**EXERCISE PROMPT**
Continue the article below on young Muslim social media stars, starting right after its final sentence.

**SOURCE EXTRACT**
____
Muslim YouTubers: Sensationalism Sells

By Amarah Fahimuddin

With the enormous increase in social media usage over the past few years, we’ve seen a rise in young Muslim social media stars. With large, rapidly growing platforms and followers ranging from a few hundred to millions, it’s easy to get caught in the hype. To an extent, when you see a fellow Muslim on YouTube or Instagram, you feel as though you can relate to some of the things they are talking about. Here they are, entertaining thousands on a daily basis with views hitting millions – all while appearing overtly Muslim. Wrong or right, it makes us feel alike and, dare I say, accepted, because not all of these views are from Muslims; many non-Muslim social media users are equally entertained and enticed. Given the hostility many Muslims face on a day-to-day basis, the fact that these individuals are managing to break those boundaries through something as simple as a video can be encouraging.
____
**DATA LISTING**
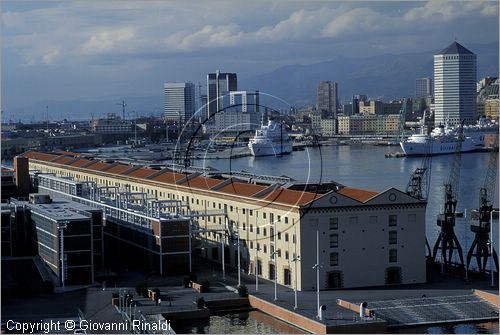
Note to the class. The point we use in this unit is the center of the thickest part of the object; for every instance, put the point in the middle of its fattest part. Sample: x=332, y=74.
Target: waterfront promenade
x=95, y=303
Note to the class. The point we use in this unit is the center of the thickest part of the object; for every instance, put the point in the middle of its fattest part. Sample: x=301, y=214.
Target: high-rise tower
x=218, y=85
x=179, y=101
x=455, y=85
x=327, y=99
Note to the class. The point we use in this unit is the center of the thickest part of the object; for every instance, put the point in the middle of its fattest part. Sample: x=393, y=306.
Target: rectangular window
x=393, y=255
x=334, y=223
x=334, y=240
x=334, y=259
x=393, y=237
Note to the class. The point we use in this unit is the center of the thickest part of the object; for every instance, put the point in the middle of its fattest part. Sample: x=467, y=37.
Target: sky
x=70, y=50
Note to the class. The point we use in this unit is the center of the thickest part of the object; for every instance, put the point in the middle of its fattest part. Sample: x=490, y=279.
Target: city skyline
x=129, y=49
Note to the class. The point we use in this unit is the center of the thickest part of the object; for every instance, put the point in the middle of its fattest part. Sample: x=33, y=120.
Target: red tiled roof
x=141, y=173
x=290, y=197
x=80, y=162
x=118, y=169
x=98, y=166
x=168, y=177
x=242, y=189
x=65, y=152
x=357, y=194
x=7, y=170
x=40, y=156
x=202, y=182
x=63, y=160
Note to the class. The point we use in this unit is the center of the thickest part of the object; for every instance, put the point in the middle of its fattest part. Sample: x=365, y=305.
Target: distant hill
x=385, y=76
x=84, y=109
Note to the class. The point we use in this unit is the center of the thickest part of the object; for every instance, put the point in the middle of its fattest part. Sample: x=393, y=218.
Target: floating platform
x=395, y=155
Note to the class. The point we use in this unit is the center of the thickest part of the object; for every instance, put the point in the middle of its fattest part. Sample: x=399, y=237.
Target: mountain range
x=384, y=77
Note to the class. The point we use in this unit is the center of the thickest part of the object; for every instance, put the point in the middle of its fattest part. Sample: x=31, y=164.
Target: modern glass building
x=454, y=85
x=179, y=101
x=423, y=87
x=327, y=98
x=218, y=85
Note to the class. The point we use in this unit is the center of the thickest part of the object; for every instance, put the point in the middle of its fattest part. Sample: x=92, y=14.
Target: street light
x=317, y=266
x=256, y=257
x=61, y=225
x=239, y=261
x=491, y=247
x=275, y=265
x=295, y=259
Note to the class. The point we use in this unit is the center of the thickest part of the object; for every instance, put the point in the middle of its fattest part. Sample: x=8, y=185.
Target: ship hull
x=438, y=148
x=269, y=149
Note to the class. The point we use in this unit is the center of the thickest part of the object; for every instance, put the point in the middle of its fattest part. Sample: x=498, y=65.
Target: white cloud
x=81, y=32
x=108, y=40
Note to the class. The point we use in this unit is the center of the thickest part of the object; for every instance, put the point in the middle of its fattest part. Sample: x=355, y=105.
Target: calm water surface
x=365, y=166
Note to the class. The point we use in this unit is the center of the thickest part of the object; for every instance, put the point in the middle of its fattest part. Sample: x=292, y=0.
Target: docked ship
x=442, y=141
x=270, y=140
x=479, y=131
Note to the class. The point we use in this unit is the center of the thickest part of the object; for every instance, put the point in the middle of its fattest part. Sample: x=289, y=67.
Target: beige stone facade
x=365, y=238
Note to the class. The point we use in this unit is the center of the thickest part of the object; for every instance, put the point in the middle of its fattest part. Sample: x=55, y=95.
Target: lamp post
x=256, y=257
x=239, y=261
x=275, y=265
x=61, y=226
x=190, y=248
x=317, y=266
x=491, y=248
x=222, y=246
x=295, y=260
x=465, y=237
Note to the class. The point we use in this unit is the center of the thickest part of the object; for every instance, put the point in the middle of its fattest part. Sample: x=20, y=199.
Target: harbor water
x=365, y=167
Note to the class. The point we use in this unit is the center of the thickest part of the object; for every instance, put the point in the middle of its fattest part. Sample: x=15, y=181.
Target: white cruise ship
x=443, y=139
x=270, y=140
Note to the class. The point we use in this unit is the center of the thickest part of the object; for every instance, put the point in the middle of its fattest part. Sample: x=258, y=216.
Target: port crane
x=447, y=241
x=402, y=121
x=480, y=246
x=419, y=182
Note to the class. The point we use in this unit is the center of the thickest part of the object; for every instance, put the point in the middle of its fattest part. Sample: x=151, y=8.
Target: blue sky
x=94, y=49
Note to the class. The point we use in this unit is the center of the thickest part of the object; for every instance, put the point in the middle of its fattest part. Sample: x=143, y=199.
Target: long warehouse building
x=365, y=238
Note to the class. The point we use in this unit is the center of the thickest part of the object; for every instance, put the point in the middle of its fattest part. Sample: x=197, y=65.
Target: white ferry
x=270, y=140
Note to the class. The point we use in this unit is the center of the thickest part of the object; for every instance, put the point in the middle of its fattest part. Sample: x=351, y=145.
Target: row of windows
x=334, y=257
x=173, y=196
x=393, y=220
x=334, y=239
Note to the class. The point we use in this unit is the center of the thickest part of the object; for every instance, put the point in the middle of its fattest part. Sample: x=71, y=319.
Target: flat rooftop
x=60, y=209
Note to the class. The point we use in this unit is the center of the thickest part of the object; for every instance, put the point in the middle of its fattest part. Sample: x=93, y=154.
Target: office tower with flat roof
x=218, y=85
x=454, y=85
x=327, y=98
x=179, y=101
x=423, y=87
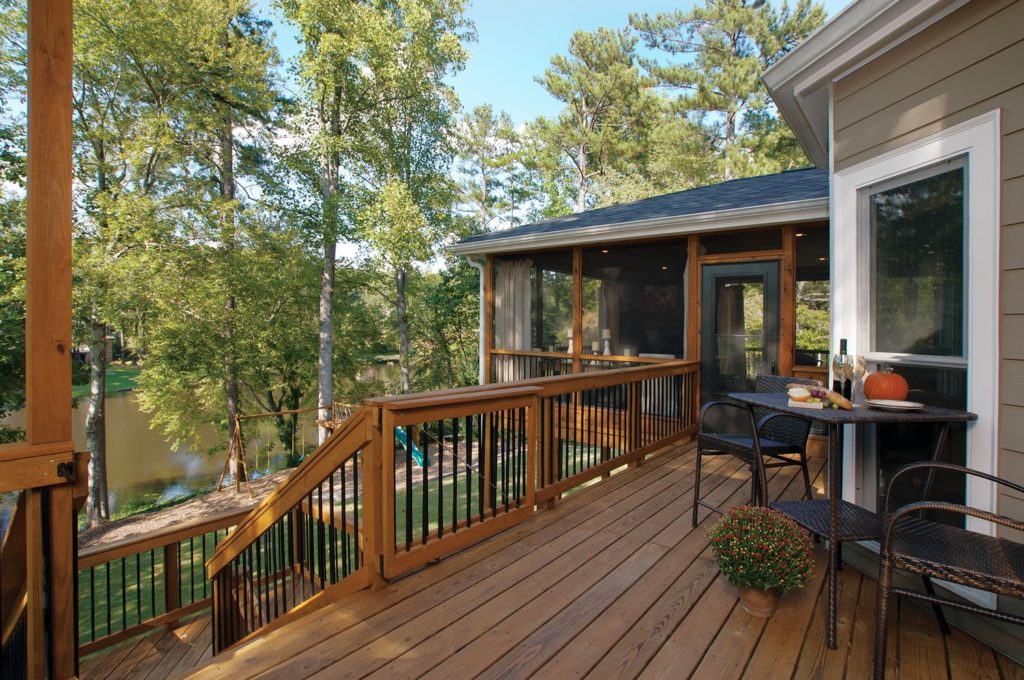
____
**YOUR RESPONSE**
YouTube is a great space for Muslims to connect with a wide range of people on a global scale, watch videos based on their own individual interests and gain knowledge on countless topics. Following a viral tag a couple of years ago, many Muslimah’s have also shared videos on their hijab stories, educating Muslims and non-Muslims on the women behind the hijab and their reasons for wearing it. For many young Muslims, YouTube has become a stage for them to showcase themselves and empower each other through their videos. Some have become so popular that they have become celebrities within the Muslim community and wider society.

With all this being said, are these Muslim social media celebrities a true representation of the majority of young Muslim men and women? This is where it gets complicated.

It seems that nowadays, many of these YouTubers are stepping away from their original social media purpose of representing young Muslims altogether. In fact, many Muslims viewers are feeling excluded because of the content being shared on these platforms from people they once saw as their representatives. Lately, it seems as though these YouTubers are no longer clarifying misconceptions about Islam, but instead are taking measures in order to gain the approval of a wider audience. For example, some Muslim YouTubers are now using derogatory and even sexual connotations as titles for their videos as a form of ‘click bait’, which of course means more money and fame for them. We now see that some of the more popular Muslim YouTubers are those who are known for putting out more scandalous content.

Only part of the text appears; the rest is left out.